• _Task to complete_
The line holding "Where can you see the jeep side" and every line after it through the end of the entries below: retype these exactly and nothing more.

[[ Excerpted data open ]]

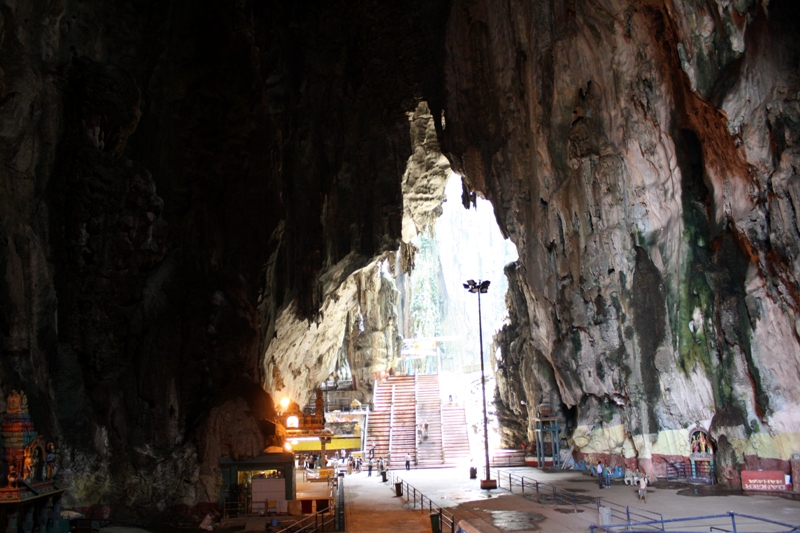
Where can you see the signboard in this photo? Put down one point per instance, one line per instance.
(773, 480)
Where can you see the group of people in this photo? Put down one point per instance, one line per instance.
(381, 464)
(604, 480)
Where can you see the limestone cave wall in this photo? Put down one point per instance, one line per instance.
(188, 192)
(175, 177)
(642, 157)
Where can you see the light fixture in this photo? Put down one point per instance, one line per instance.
(482, 287)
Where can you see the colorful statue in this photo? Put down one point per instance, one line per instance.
(50, 462)
(13, 403)
(27, 466)
(13, 476)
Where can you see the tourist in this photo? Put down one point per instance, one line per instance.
(643, 489)
(599, 470)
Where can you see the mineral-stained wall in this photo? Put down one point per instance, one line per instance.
(175, 176)
(184, 184)
(643, 157)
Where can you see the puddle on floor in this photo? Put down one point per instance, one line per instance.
(568, 510)
(516, 520)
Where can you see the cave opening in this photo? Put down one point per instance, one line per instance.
(438, 319)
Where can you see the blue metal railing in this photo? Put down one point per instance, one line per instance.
(447, 521)
(647, 526)
(545, 493)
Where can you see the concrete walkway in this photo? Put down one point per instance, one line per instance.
(372, 506)
(499, 510)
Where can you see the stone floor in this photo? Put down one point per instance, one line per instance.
(372, 506)
(370, 509)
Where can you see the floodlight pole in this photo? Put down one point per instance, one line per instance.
(479, 287)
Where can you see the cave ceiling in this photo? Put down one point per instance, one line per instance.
(195, 204)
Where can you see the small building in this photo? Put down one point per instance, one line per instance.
(238, 476)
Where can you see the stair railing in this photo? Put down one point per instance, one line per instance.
(391, 427)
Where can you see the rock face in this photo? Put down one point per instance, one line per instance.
(194, 204)
(174, 180)
(640, 155)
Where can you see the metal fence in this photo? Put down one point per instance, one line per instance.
(544, 493)
(729, 522)
(447, 520)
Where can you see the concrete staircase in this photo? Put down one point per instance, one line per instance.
(392, 425)
(400, 403)
(429, 409)
(455, 442)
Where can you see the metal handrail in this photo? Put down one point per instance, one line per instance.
(446, 519)
(340, 524)
(635, 527)
(558, 495)
(391, 427)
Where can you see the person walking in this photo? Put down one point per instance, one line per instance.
(643, 489)
(599, 470)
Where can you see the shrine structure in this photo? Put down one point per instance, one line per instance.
(701, 456)
(31, 497)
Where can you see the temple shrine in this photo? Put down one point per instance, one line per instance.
(31, 496)
(701, 456)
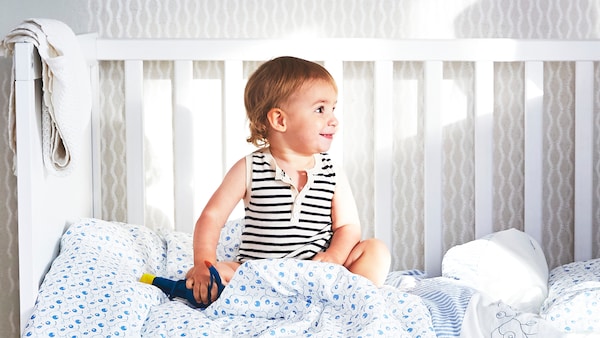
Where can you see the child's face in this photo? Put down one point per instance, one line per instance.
(311, 121)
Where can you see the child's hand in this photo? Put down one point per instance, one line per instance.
(198, 280)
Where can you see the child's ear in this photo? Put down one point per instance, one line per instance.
(277, 119)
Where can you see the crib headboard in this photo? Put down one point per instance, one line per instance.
(43, 214)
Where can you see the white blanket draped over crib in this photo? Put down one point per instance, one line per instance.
(66, 90)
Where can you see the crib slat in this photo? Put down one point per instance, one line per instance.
(584, 160)
(534, 93)
(433, 167)
(384, 71)
(136, 188)
(184, 146)
(234, 118)
(484, 146)
(336, 69)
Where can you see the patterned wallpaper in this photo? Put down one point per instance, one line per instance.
(549, 19)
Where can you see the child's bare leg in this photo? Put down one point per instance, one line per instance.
(371, 259)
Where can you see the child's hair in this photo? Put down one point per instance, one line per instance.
(271, 85)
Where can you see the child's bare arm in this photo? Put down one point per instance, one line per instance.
(209, 224)
(345, 223)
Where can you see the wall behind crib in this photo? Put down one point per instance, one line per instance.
(560, 19)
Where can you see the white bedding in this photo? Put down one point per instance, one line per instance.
(92, 289)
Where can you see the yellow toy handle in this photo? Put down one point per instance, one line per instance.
(147, 278)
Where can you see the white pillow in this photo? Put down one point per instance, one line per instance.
(508, 266)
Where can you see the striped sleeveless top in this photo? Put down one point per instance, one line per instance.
(281, 222)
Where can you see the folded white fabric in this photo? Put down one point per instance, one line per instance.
(66, 85)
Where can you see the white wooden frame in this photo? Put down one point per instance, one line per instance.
(40, 207)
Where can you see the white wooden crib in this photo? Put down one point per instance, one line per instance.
(47, 203)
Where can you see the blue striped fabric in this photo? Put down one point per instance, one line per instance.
(447, 303)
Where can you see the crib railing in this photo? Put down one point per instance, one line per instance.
(483, 53)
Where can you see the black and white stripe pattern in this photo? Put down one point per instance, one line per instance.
(281, 222)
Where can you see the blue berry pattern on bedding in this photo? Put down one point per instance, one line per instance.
(93, 290)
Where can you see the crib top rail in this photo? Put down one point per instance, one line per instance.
(369, 50)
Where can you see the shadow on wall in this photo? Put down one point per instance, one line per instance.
(538, 19)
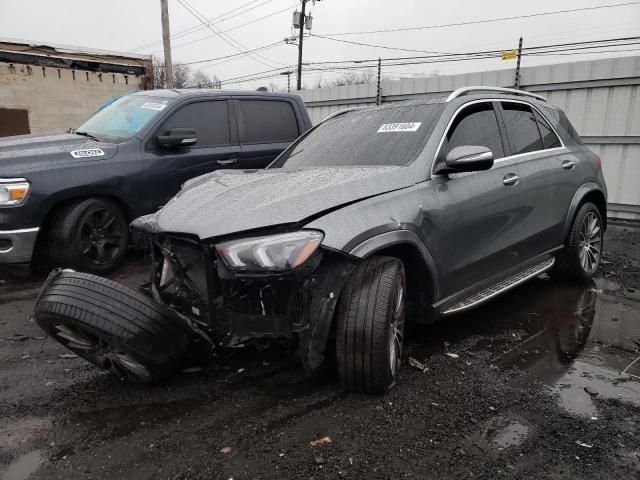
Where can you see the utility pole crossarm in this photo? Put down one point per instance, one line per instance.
(300, 37)
(166, 41)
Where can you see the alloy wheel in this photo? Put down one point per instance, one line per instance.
(396, 327)
(590, 243)
(101, 353)
(101, 236)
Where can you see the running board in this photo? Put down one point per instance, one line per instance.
(508, 283)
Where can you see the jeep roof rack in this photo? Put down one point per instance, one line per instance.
(512, 91)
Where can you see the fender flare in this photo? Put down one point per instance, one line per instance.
(400, 237)
(584, 190)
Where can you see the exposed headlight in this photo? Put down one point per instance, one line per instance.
(274, 252)
(13, 192)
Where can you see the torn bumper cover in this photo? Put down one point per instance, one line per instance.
(234, 308)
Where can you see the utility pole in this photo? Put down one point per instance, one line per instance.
(379, 97)
(166, 41)
(288, 74)
(300, 37)
(517, 79)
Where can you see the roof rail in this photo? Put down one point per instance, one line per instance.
(461, 91)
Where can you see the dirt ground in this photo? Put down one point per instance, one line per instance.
(539, 383)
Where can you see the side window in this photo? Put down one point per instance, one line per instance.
(210, 120)
(475, 125)
(268, 121)
(522, 128)
(549, 137)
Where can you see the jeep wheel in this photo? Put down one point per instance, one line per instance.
(581, 257)
(90, 235)
(112, 326)
(370, 330)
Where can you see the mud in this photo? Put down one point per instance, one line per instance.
(543, 384)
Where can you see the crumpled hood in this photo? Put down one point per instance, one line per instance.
(229, 201)
(22, 154)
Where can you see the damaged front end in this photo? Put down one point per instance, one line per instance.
(283, 286)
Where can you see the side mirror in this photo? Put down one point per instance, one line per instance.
(177, 137)
(471, 158)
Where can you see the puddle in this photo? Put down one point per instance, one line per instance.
(23, 466)
(508, 433)
(581, 340)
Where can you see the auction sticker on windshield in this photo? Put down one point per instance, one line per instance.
(400, 127)
(153, 106)
(92, 152)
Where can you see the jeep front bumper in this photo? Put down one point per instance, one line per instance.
(16, 246)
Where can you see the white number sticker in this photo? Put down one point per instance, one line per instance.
(153, 106)
(93, 152)
(400, 127)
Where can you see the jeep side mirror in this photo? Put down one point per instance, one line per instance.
(468, 158)
(177, 138)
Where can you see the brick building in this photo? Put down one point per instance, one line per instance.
(51, 88)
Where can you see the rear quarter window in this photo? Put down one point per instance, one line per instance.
(267, 121)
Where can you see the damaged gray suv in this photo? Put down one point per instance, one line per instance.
(413, 210)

[[ Excerpted data closed ]]

• _Response to the exercise_
Where can you see the jeep side mirror in this photo? Put down one point per instance, one line per instance.
(468, 158)
(177, 138)
Where can you see the brick building in this photo? Put down one point per instance, one line per instance.
(51, 88)
Where can you see the rear quarter window in this photo? Put down one point per instance, one line per instance.
(267, 121)
Where can you see the damaged gray suv in this photo? Put down one point per instance, one line per instance.
(413, 210)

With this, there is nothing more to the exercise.